**To do:** Taking the line that contains "Report each as" as the first, copy exactly every line through the last line of the records, and nothing else.

**Input for this task:**
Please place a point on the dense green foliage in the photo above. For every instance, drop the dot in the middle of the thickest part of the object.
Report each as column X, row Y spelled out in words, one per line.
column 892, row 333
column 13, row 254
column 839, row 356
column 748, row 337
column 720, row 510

**Result of the task:**
Report each as column X, row Y spelled out in words, one per line.
column 892, row 333
column 13, row 254
column 839, row 356
column 748, row 337
column 720, row 510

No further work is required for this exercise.